(ACTIVITY LIST):
1 - In the text below about NDA's volunteer services, why does the Hearing Support Service want more volunteers? Answer in one to three sentences.
2 - According to the text below about NDA's volunteer services, how long has John been an NDA volunteer?
3 - From the text below about NDA's volunteer services, reproduce the passage starting at "The Befriending Service" and ending at "a volunteer befriender.".

(TEXT FOR ANALYSIS):
The Befriending Service offers support and friendship to members of the community who experience any degree of hearing loss, as well as being by affected by, for example, loneliness, isolation and disability. Whatever the reason, NDA’s aim is to help the befriendee overcome their problems by offering the special support of a volunteer befriender.
Pam Spicer, Co-ordinator of the Hearing Support Service explained: “We are very busy with lots of referrals and demand for new community clinics. We would like to add to our very dedicated group of volunteers. For both services we offer three days extensive initial training and then ongoing training and support. We also have social gatherings where volunteers can get to know each other. Both volunteers and the people they are helping find their involvement with NDA very rewarding.”
John has been a NDA volunteer for seven years, working on the mobile clinic two days a month. “I have had a hearing aid for 12 years and derive great satisfaction from being able to help people in a similar condition to me. Being able assist people out in the county where they live can make a real difference. There’s a practical side to the work, replacing tubes, helping fit ear moulds correctly and replacing batteries. But it’s also about giving people confidence and encouraging them to use their hearing aid properly.”

Extracted data entries:

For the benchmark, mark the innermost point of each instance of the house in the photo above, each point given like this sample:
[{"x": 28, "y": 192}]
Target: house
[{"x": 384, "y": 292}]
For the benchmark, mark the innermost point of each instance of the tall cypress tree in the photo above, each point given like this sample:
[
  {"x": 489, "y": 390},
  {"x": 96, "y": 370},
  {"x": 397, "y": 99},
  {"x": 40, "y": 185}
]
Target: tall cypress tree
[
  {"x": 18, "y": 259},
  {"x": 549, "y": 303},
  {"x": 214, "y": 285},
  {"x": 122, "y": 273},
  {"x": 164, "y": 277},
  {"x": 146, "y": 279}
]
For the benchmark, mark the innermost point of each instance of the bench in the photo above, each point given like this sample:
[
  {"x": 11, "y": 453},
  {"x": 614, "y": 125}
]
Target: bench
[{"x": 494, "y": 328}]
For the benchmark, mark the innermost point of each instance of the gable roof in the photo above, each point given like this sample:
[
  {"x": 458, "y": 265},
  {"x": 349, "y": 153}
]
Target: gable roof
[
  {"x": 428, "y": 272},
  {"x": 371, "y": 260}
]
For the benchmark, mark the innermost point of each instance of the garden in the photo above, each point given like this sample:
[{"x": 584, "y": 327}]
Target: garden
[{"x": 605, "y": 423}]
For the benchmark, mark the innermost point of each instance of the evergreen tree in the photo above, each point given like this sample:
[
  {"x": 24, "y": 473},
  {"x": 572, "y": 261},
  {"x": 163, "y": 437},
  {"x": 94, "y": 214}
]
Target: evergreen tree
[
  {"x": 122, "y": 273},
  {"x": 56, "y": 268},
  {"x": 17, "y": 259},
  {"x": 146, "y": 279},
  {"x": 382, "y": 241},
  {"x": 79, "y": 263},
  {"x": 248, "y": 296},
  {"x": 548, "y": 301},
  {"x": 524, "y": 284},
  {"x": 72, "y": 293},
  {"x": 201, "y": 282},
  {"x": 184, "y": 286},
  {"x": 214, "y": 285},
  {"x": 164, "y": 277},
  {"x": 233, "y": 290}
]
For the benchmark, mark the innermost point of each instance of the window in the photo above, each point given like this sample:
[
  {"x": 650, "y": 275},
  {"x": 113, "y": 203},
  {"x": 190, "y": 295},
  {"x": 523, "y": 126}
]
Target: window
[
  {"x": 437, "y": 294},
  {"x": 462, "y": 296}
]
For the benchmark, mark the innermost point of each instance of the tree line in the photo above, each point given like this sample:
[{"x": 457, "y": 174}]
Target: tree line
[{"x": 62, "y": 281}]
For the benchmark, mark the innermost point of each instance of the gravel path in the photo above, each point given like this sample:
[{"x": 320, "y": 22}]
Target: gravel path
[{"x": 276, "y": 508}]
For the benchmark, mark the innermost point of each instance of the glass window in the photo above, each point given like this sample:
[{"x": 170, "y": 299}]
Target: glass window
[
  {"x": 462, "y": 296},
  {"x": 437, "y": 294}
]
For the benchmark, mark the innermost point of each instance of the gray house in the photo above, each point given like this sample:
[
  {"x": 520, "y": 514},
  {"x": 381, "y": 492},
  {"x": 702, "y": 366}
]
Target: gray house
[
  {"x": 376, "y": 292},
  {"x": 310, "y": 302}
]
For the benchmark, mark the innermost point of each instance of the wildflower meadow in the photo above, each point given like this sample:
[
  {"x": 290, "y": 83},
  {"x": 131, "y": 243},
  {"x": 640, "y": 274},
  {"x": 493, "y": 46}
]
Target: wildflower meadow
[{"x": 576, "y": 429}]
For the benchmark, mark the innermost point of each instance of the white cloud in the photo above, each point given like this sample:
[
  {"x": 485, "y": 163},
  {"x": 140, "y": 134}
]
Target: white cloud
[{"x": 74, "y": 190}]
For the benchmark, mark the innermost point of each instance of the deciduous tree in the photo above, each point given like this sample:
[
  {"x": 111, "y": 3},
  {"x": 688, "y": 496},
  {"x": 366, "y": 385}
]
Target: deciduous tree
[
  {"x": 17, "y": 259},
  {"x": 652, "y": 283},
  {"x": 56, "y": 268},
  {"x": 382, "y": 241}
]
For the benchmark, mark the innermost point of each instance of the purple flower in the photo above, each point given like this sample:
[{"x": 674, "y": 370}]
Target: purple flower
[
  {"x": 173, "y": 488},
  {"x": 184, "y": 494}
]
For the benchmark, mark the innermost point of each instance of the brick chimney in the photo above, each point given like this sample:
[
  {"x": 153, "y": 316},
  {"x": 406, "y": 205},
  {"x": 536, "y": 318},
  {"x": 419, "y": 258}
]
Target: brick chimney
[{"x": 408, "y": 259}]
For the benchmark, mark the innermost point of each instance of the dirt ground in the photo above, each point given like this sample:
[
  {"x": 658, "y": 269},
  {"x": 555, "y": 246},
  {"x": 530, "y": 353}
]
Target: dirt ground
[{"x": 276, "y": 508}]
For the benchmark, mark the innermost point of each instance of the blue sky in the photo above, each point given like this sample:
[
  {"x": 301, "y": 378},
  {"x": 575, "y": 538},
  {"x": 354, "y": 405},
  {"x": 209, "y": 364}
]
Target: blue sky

(YOUR WRITTEN ANSWERS):
1 - The service is very busy with many referrals and with demand for new community clinics. It therefore wants to add to its group of volunteers.

2 - John has been an NDA volunteer for seven years.

3 -
The Befriending Service offers support and friendship to members of the community who experience any degree of hearing loss, as well as being by affected by, for example, loneliness, isolation and disability. Whatever the reason, NDA’s aim is to help the befriendee overcome their problems by offering the special support of a volunteer befriender.